I'm putting the Interloper War from Twilight Princess here, and assuming that this war is different from the war where Demise was sealed away, as only Goddesses and Spirits are known to have participated and no Chosen Hero is known to have been involved. The end result of the Interloper War was that the Interlopers (Hylian sorcerers who attempted to control the Sacred Realm) are banished into the Twilight Realm and eventually become the Twili. If we put the Interloper War here then we could also have a good reason for the Golden Goddesses to leave someone (Hylia) in charge of making sure the Triforce doesn't end up in the wrong hands, and if the Interloper War and the sealing of Demise are actually the same thing then this belongs here anyways because up next:
The events of Skyward Sword. Everything from the backstory from the opening cutscene to the ending scene where we zoom out and the Hylians are back on the surface. Whole game, right here.
We can assume that since this Zelda knows that she's actually Hylia reborn, and presumably tells other people about this, that worship of Hylia directly waned after this: she's right there, why are you praying to that statue? Also, it's a convenient way to explain why no one from the older games worships a goddess that was only invented in 2011
I also have my own personal headcanons about the Gerudo and what's up with them and the Goddess of the Sands that go here but this is a timeline post only so this is the only mention I'll make of it.

**Recorded data**:
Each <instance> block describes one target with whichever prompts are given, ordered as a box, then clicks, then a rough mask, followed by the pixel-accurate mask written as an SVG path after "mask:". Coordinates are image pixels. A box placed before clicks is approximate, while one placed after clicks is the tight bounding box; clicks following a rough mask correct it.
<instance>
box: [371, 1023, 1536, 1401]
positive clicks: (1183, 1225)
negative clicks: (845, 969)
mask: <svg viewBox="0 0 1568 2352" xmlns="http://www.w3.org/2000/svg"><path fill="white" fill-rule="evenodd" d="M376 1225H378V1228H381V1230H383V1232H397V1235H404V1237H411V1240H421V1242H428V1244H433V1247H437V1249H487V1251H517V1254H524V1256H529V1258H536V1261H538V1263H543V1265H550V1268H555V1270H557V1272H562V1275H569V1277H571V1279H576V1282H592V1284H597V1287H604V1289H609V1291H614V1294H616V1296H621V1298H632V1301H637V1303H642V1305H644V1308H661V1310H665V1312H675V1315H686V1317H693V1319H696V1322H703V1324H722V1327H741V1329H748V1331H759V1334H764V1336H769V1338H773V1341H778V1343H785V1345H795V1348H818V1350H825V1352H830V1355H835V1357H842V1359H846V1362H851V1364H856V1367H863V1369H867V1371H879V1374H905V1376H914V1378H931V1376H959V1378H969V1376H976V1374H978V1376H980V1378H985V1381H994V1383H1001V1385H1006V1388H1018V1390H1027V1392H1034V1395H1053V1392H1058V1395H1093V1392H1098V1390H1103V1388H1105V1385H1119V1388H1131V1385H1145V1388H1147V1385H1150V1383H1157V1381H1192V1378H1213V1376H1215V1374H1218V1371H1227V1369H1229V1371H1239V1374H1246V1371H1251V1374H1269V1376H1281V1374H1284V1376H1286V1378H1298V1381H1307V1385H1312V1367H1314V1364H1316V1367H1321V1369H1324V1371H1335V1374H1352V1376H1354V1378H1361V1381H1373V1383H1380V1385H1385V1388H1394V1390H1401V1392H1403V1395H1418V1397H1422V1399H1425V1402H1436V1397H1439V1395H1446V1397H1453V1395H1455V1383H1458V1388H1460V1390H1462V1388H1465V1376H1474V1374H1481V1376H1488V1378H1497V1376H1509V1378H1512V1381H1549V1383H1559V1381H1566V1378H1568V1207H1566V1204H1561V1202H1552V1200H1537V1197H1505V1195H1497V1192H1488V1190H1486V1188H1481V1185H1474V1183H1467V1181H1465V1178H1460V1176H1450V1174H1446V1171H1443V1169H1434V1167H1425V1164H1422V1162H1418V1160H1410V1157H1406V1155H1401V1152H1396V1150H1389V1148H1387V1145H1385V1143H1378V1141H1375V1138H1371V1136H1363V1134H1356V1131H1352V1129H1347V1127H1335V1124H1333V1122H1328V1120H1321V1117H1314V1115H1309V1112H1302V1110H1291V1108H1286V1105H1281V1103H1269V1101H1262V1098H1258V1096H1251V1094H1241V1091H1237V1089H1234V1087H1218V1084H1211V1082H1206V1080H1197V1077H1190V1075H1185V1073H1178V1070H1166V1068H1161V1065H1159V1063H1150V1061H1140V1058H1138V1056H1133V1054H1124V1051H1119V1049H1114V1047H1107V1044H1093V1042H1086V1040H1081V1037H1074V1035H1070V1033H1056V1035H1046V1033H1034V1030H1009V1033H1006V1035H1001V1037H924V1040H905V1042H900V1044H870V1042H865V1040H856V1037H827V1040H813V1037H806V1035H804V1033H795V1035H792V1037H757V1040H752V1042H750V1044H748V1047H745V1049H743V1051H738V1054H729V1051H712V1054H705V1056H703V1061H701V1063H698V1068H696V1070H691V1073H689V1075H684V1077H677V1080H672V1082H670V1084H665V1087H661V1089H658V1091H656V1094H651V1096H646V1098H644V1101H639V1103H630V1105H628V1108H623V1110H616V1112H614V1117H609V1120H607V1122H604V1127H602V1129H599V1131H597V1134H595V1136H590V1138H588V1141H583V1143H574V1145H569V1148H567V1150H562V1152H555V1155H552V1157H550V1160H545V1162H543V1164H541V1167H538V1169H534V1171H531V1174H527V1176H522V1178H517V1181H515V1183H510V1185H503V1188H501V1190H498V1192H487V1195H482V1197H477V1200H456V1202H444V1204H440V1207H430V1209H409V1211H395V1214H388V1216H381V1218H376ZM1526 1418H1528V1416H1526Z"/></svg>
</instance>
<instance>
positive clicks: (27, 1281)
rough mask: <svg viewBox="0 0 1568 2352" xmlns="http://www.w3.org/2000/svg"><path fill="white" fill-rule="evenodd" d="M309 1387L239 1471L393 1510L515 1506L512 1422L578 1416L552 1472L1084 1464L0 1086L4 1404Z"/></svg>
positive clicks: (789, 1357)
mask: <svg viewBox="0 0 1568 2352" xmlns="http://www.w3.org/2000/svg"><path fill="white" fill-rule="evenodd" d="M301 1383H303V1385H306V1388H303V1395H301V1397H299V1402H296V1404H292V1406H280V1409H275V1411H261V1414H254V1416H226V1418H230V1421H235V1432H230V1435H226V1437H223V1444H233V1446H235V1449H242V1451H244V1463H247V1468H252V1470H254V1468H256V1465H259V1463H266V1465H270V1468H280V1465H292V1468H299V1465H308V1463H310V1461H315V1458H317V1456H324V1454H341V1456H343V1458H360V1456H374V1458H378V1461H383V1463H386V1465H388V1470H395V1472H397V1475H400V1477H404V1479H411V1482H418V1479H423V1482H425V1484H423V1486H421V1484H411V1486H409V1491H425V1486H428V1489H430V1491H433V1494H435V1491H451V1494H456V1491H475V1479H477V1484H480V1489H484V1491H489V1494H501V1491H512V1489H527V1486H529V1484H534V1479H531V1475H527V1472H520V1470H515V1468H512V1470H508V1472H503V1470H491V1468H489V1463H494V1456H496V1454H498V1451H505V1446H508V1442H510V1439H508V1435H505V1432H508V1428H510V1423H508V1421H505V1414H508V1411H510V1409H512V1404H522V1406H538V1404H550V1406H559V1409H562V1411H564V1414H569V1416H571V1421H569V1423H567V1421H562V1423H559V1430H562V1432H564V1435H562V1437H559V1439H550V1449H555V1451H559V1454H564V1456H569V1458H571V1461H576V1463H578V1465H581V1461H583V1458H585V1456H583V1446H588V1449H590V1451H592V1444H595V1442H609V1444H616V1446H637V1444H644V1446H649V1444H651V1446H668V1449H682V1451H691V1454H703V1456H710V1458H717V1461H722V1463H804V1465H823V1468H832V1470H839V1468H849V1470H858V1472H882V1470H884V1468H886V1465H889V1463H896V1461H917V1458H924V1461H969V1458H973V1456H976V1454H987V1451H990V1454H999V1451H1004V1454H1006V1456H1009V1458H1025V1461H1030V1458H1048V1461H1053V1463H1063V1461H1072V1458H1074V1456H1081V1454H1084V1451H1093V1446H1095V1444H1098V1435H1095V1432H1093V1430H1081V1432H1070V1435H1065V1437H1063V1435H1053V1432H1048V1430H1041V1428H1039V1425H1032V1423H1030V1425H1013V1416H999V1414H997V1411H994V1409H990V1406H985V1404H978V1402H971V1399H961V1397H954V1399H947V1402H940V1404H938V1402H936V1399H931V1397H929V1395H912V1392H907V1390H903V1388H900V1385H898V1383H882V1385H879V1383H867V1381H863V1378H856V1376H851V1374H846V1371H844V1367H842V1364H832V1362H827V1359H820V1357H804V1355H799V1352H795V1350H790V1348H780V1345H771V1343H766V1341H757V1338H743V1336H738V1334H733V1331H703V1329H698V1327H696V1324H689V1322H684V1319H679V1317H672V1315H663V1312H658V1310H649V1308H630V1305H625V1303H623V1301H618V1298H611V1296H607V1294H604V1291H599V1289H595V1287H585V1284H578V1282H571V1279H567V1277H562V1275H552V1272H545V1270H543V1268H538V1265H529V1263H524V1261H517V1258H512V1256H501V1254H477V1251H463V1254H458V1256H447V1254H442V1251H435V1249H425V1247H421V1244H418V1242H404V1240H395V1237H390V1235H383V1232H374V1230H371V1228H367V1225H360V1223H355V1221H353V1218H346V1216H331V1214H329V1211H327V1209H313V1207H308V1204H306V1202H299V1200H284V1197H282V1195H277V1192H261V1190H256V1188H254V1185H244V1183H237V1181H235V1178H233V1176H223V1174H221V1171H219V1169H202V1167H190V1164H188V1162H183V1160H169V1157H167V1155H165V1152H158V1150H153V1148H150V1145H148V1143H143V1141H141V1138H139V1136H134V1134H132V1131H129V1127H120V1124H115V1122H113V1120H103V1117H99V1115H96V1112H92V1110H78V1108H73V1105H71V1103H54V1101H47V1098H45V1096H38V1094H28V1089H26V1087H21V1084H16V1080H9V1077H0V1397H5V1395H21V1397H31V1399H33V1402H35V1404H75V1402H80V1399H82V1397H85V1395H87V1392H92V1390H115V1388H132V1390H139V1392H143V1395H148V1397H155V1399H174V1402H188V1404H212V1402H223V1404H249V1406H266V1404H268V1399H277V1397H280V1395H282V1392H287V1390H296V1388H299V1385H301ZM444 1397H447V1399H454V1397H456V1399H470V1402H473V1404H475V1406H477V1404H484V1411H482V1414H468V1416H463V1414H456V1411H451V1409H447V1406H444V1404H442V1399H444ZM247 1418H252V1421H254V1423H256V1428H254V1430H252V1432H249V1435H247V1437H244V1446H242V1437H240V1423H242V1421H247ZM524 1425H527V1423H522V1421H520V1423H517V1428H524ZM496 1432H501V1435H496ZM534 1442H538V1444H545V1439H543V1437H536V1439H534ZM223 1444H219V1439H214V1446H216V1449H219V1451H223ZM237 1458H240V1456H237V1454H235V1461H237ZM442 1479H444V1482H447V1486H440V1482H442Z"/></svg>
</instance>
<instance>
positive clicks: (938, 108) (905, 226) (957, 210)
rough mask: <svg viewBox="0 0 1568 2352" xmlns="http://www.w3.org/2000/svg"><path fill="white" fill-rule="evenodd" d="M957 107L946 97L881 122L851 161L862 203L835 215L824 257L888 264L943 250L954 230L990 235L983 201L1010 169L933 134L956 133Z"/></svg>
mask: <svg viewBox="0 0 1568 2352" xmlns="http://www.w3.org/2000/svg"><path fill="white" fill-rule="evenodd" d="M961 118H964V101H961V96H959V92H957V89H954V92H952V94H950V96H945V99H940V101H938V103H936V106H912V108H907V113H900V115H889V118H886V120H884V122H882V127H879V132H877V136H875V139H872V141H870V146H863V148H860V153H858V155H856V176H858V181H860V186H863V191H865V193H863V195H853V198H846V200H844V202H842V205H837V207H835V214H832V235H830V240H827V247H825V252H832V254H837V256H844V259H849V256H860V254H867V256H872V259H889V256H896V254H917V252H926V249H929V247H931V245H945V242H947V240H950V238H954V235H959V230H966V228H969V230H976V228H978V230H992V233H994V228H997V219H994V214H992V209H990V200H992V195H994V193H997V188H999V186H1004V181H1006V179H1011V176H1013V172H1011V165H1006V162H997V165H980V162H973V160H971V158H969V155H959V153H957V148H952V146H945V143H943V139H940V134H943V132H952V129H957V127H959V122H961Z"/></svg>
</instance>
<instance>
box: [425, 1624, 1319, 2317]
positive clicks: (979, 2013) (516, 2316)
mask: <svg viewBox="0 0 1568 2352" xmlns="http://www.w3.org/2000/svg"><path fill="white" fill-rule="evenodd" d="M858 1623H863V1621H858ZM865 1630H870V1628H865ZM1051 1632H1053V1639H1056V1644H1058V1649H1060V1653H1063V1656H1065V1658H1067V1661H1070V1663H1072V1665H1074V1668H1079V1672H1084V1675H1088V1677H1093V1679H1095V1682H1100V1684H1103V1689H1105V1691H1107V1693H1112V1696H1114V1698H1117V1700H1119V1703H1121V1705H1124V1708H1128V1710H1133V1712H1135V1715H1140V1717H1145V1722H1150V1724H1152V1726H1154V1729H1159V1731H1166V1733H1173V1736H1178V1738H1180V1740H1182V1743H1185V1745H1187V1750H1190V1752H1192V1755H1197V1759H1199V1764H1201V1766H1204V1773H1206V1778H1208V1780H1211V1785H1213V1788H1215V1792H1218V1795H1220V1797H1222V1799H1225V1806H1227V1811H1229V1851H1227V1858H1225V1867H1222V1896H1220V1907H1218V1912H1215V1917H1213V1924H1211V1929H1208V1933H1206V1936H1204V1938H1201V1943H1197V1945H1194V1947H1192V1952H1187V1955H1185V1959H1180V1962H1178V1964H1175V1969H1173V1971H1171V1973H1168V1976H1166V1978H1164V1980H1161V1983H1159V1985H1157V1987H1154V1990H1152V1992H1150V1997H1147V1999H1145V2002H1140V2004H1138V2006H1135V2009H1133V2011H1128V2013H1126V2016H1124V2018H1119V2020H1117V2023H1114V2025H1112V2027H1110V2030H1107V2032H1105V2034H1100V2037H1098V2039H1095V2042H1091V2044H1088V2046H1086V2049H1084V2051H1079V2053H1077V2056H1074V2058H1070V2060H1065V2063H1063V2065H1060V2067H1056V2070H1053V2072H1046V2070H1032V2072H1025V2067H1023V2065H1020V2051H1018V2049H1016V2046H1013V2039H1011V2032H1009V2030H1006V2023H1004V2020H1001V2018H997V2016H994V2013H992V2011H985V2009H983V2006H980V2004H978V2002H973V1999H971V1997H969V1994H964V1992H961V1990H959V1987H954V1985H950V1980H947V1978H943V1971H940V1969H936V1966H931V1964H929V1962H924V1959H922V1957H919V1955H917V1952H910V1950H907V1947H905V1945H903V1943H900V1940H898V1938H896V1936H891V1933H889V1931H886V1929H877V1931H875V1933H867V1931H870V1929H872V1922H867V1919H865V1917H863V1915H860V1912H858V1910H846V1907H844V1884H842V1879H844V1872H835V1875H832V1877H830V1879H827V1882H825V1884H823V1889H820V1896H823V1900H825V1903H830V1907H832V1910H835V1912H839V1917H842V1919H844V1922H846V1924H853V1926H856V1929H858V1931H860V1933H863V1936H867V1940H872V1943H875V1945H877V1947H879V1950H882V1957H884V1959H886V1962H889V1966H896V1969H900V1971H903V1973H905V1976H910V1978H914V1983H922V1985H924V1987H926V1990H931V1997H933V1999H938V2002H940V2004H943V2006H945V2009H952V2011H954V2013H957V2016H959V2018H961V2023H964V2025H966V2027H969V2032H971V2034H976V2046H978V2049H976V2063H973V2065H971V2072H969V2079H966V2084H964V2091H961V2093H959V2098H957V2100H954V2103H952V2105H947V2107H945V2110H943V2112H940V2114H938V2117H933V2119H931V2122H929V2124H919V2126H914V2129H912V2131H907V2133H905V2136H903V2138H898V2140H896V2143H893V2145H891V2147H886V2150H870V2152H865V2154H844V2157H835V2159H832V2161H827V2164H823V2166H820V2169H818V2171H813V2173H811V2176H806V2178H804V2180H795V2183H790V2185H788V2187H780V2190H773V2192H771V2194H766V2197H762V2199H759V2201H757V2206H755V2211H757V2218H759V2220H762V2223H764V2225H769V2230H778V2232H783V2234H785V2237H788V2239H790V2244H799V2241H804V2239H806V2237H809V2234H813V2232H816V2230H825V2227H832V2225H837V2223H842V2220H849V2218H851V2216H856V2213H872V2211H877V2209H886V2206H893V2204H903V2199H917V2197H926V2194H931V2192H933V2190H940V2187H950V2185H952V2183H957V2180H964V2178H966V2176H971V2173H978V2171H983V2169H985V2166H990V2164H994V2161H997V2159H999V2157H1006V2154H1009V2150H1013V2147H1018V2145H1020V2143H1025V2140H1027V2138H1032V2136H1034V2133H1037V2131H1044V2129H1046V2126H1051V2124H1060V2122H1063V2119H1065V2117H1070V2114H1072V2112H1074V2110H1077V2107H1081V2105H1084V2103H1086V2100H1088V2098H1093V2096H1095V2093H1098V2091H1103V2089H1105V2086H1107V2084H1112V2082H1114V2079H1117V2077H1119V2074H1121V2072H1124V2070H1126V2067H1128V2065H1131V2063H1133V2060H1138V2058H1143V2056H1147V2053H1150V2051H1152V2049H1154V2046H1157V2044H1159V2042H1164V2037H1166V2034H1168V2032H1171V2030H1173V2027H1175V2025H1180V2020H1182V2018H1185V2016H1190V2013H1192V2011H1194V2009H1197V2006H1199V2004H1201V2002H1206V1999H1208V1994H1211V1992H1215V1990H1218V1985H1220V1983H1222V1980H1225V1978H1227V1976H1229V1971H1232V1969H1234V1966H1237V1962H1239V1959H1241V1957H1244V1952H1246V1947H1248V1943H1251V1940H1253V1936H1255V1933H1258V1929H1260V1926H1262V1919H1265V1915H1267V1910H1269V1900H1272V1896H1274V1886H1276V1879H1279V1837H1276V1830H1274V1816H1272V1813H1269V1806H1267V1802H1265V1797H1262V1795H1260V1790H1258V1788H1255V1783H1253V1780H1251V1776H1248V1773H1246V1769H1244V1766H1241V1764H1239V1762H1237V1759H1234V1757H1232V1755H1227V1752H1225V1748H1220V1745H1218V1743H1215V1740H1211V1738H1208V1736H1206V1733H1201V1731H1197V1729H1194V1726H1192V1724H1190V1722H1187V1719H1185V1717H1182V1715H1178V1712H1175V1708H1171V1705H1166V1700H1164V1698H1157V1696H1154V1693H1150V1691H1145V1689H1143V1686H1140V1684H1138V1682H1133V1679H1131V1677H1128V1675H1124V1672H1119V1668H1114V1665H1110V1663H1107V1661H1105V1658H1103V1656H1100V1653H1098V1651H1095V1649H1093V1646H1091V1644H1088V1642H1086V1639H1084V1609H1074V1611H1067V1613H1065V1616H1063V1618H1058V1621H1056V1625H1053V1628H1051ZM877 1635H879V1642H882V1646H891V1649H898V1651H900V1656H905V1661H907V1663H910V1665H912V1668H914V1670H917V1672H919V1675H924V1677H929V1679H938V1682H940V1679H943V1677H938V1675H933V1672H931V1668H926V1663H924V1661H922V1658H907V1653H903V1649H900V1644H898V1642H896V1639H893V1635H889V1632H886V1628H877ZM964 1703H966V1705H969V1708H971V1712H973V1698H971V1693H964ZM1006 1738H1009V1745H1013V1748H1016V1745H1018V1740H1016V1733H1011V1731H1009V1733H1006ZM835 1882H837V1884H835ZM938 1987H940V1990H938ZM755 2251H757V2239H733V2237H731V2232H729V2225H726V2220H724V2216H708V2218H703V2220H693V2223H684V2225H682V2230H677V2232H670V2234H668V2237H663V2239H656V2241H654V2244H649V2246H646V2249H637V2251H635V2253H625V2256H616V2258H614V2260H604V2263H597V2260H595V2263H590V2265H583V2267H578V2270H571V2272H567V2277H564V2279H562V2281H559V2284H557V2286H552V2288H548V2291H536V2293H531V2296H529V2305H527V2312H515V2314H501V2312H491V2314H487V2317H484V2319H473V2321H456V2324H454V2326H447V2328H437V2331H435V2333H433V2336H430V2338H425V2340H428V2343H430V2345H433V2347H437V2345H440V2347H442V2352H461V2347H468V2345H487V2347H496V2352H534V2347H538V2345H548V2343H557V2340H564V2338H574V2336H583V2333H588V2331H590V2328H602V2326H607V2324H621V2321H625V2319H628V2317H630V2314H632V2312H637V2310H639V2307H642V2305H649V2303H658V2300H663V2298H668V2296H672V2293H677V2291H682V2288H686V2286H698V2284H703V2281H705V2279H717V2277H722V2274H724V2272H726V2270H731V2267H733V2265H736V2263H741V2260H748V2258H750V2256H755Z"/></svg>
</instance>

**Job A**: Print everything in the Zelda timeline text from "We can assume" down to "make of it.".
**Job B**: Proceed with the Zelda timeline text from the point where it stops.
You will not need the material.

**Answer box A**:
We can assume that since this Zelda knows that she's actually Hylia reborn, and presumably tells other people about this, that worship of Hylia directly waned after this: she's right there, why are you praying to that statue? Also, it's a convenient way to explain why no one from the older games worships a goddess that was only invented in 2011
I also have my own personal headcanons about the Gerudo and what's up with them and the Goddess of the Sands that go here but this is a timeline post only so this is the only mention I'll make of it.

**Answer box B**:
The First Kingdom of Hyrule is established after Skyward Sword, with the Hylians now dicking around on the surface. Because we know Skyward Sword Zelda knows she's Hylia, and knows she's supposed to be protecting the Triforce, and because unlike some of the other games the triforce doesn't immediately return to the Sacred Realm or disappear in some way and instead sticks around on the Goddess Statue in the ending cutscene, just chilling there, then we can use that as a nice segway into:
The Triforce Wielding Monarchy from the first couple LoZ games. I'm putting the Tragedy of Zelda I here as well, which would've kicked off Zelda going from presumably a family name that the king and queen of Hyrule kept finding when going back through their family history for baby name ideas to a name that is given to each female member of the royal family successively. But the important thing to remember is the Triforce is still physically in Hyrule and not inside the triforce wielders or in the Sacred Realm at the end of Skyward Sword, and for the first couple Zelda games the royal family of Hyrule just kinda had a couple of pieces physically in their possession. Therefore:
The Legend of Zelda, the first game in the series, goes here, a couple centuries after Skyward Sword. Being only a few generations separated from the sheltered cultists who fell from the sky and didn't know birds could be small, it's not too much of a stretch to think that a giant pig monster taking over the kingdom would cause a pretty catastrophic shift in the overall quality of life in Hyrule (more on that later). I mean, folks are living in caves in the first game, but by the time--
The Adventure of Link rolls around and most of Hyrule has like, houses and villages and stuff again. Furthermore, compounding on the whole "the royal family just has the triforce in these games" thing, the king from the Tragedy of Zelda I hid the triforce in a physical location that's just kinda on the earth? Like Link still has to do the dungeon thing to unlock it but like the king just had it in his hands.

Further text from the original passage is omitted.